#### [EXTRACTED DATA]
+++++

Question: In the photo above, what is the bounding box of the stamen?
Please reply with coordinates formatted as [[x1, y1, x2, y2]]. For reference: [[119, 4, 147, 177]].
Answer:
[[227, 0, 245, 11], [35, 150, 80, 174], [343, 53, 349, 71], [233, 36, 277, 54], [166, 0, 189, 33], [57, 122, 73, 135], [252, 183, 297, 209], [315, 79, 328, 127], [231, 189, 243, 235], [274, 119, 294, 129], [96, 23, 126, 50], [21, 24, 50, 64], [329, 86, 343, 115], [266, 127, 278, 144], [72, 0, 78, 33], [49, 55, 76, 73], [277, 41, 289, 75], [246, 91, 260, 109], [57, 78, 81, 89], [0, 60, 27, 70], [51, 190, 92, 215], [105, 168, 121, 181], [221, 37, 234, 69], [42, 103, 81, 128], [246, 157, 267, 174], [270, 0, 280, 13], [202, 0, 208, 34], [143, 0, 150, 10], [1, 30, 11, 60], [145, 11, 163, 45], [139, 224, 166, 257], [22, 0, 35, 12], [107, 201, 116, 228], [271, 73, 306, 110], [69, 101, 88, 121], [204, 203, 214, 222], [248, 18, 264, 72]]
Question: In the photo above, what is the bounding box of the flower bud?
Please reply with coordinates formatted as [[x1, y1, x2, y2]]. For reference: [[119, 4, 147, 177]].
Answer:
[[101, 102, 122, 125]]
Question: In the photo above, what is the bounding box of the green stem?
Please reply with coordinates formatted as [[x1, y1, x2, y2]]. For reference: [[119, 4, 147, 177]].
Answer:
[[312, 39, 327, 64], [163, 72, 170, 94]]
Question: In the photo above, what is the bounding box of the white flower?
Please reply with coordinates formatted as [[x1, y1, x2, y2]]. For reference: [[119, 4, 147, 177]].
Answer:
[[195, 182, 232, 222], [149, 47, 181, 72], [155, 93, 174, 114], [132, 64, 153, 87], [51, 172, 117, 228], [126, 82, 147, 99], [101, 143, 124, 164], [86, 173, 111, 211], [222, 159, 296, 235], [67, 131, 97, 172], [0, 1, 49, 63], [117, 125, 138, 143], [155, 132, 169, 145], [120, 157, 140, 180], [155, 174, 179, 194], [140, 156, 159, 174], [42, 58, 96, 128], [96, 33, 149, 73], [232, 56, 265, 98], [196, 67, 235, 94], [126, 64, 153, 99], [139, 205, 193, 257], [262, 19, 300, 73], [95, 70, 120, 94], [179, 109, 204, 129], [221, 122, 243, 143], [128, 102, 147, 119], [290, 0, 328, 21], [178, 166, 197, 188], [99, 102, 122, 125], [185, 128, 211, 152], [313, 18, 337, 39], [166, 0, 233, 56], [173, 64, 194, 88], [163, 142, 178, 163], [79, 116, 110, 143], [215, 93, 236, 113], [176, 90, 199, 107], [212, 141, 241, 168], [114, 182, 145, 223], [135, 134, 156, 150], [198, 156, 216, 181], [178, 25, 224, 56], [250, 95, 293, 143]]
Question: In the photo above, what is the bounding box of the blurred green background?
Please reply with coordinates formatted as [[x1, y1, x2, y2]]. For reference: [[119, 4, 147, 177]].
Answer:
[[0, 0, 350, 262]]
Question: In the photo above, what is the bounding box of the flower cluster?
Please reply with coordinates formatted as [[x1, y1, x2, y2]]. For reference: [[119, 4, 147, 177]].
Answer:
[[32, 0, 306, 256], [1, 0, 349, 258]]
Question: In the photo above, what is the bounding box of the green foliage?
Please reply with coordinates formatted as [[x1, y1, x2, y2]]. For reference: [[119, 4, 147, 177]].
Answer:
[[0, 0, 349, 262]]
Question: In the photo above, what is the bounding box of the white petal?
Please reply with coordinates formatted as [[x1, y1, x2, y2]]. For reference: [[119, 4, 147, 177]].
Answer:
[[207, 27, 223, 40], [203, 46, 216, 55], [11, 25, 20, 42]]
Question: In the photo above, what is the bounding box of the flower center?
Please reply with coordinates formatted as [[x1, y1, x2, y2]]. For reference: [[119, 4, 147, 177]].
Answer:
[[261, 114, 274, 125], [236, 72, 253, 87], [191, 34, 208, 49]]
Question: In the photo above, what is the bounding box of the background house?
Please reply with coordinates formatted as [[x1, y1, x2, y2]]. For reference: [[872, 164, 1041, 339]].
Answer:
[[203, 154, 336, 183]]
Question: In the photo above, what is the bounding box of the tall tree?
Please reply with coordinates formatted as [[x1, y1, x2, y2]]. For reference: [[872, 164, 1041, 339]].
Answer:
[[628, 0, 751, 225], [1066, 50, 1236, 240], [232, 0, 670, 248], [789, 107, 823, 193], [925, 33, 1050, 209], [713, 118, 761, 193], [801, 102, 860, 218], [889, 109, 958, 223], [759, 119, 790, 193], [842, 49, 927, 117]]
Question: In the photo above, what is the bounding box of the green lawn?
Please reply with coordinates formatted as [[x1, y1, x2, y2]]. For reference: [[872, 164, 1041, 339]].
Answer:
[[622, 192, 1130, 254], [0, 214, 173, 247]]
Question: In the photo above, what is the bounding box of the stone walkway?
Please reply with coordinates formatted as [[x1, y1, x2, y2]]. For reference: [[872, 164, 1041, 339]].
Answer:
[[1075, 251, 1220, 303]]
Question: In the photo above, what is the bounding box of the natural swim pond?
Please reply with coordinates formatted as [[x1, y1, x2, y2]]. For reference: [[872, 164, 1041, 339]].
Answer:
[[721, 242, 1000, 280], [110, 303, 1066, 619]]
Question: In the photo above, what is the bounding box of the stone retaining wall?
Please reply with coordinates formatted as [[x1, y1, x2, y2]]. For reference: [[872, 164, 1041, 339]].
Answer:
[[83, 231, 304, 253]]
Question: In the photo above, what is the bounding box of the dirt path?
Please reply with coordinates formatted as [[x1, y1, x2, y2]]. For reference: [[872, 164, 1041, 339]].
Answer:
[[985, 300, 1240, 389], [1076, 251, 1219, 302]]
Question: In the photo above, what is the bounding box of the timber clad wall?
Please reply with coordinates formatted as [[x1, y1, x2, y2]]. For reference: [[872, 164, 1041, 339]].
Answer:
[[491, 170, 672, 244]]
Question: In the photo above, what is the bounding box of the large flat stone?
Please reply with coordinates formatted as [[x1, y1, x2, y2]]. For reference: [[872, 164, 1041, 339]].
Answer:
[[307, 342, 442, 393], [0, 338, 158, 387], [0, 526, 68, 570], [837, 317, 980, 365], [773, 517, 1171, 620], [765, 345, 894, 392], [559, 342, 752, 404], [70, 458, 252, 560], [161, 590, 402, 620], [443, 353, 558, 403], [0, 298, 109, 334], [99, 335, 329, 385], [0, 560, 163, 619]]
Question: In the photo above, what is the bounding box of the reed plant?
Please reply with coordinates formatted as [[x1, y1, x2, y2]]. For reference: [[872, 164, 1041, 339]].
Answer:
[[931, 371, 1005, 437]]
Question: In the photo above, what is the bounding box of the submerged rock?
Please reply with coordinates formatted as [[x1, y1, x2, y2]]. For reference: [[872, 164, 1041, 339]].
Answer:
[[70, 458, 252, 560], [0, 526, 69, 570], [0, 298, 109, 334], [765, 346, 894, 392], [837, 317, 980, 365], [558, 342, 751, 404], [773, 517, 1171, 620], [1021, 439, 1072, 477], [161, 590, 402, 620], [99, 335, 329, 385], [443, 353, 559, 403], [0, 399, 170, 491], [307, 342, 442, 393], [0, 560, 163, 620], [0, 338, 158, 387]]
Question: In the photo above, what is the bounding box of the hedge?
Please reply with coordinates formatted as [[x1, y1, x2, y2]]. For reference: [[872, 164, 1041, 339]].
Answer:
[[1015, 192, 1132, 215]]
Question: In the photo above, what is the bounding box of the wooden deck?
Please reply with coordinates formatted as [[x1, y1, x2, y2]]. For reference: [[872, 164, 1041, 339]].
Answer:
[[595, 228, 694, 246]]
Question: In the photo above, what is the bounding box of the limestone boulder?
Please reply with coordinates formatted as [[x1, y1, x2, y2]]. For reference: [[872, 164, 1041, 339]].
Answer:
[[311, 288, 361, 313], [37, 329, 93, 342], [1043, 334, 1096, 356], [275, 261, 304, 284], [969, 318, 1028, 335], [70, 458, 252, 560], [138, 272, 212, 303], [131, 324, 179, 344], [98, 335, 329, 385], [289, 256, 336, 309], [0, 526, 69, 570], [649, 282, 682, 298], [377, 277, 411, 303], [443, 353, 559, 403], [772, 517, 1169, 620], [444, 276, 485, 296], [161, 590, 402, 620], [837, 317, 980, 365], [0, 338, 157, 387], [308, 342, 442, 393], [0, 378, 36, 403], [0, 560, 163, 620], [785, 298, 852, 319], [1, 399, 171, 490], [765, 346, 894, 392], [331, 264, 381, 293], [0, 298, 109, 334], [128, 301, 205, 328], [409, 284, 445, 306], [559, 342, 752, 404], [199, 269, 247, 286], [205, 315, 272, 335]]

+++++

#### [ABOUT THIS TASK]
From the records above, pull every line that carries the word "wall".

#### [ANSWER BELOW]
Question: In the photo above, what is the bounding box of the stone retaining wall?
Question: In the photo above, what is the bounding box of the timber clad wall?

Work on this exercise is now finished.